- Testo proposto:
--------------------

Sergio Segio scrive sul DL Nordio sulle carceri per la rubrica di Fuoriluogo su il manifesto
Il decreto-legge 4 luglio 2024, n. 92, pubblicato nella “Gazzetta Ufficiale” n. 155, reca “Misure urgenti in materia penitenziaria, di giustizia civile e penale e di personale del Ministero della giustizia”. Sintetizzato dai giornalisti in “Decreto Nordio” è, al solito, mistificato negli effetti e nel significato: «Via libera in cdm al decreto “svuota carceri”. Nordio: “Intervento di umanizzazione carceraria”», titola, ad esempio, l’editoriale del Domani.
Per le carceri vi sarebbe davvero necessità di ridimensionare presenze e ingressi, di mitigarne le condizioni e di riformarne in profondità le strutture. Ma non è certo questo l’intento del decreto e la volontà del governo. Il quale, anzi, sta adoperandosi a una strategia repressiva a vasto raggio a base di anni di carcere per attivisti ambientali, occupanti di case, lavoratori che blocchino la produzione, studenti che occupino o cittadini che effettuino blocchi stradali, oltre che, come sempre, giovani che consumino innocui spinelli.
Strategia che non mancherà di intasare maggiormente le celle, rendendole vieppiù invivibili. Già ora, in effetti, un numero crescente di detenuti sceglie di non viverci del tutto, preferendo il suicidio al tormento quotidiano in una detenzione senza speranza, ormai avvitata in dinamiche di microconflittualità perenne e di violenza crescente. Sembra questo, in realtà, l’obiettivo delle scelte politiche e legislative in corso: buttare benzina sul fuoco sino all’esplosione, onde poter ancor meglio e con maggiore consenso militarizzare le carceri e seppellirne i residenti. Avendo già provveduto nei mesi scorsi, col DDL sicurezza, a prevedere pesanti pene non solo per rivolte o violenze in carcere ma persino per la «resistenza anche passiva all’esecuzione degli ordini impartiti».
In un paese che vede ogni giorno superato il record di autolesionismo e detenuti suicidi, che nel marzo 2020 aveva visto una strage “sudamericana” con 13 detenuti morti senza che ciò inducesse una riflessione e una svolta, il governo non ha neppure accolto il pannicello caldo della proposta Giachetti di ampliamento della liberazione anticipata per buona condotta. Nel decreto in questione si è limitato a una sistematizzazione della misura attuale, giocando sull’improbabile effetto psicologico: la pena decurtata sarà indicata già nell’ordine di esecuzione, salvo revoca o mancata concessione nel caso «il condannato non partecipi all’opera di rieducazione».
In definitiva, l’unica reale miglioria consiste nella possibilità di deroga (già prevista durante la pandemia) al numero massimo di colloqui e telefonate; mentre la sola misura potenzialmente in grado di incidere sul sovraffollamento – ma non immediatamente operativa – è l’istituzione di un elenco di strutture residenziali accreditate “idonee all’accoglienza e al reinserimento sociale”. Un altro discutibile contributo a ipotesi di esternalizzazione della pena reclusiva.

--------------------

- Esplora il materiale:
A: Trascrivi dal testo sul decreto Nordio il brano che comincia con "Per le carceri" e termina con "consumino innocui spinelli.".
B: Elenca tutte le categorie di persone che, secondo il testo sul decreto Nordio, la strategia repressiva del governo punisce con anni di carcere.
C: Nel testo sul decreto Nordio, in quale numero della "Gazzetta Ufficiale" è stato pubblicato il decreto-legge?
I dati non hanno alcuna relazione con il testo sul decreto Nordio.

Dati di espressioni referenziali basate su foto:
--------------------

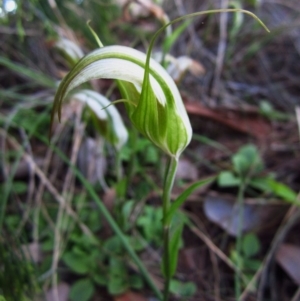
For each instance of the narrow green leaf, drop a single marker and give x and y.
(251, 245)
(279, 189)
(179, 288)
(228, 179)
(180, 200)
(174, 247)
(78, 264)
(170, 40)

--------------------

- Elenco delle risposte:
A:
Per le carceri vi sarebbe davvero necessità di ridimensionare presenze e ingressi, di mitigarne le condizioni e di riformarne in profondità le strutture. Ma non è certo questo l’intento del decreto e la volontà del governo. Il quale, anzi, sta adoperandosi a una strategia repressiva a vasto raggio a base di anni di carcere per attivisti ambientali, occupanti di case, lavoratori che blocchino la produzione, studenti che occupino o cittadini che effettuino blocchi stradali, oltre che, come sempre, giovani che consumino innocui spinelli.

B:
- attivisti ambientali
- occupanti di case
- lavoratori che blocchino la produzione
- studenti che occupino
- cittadini che effettuino blocchi stradali
- giovani che consumino innocui spinelli

C: Nel numero 155.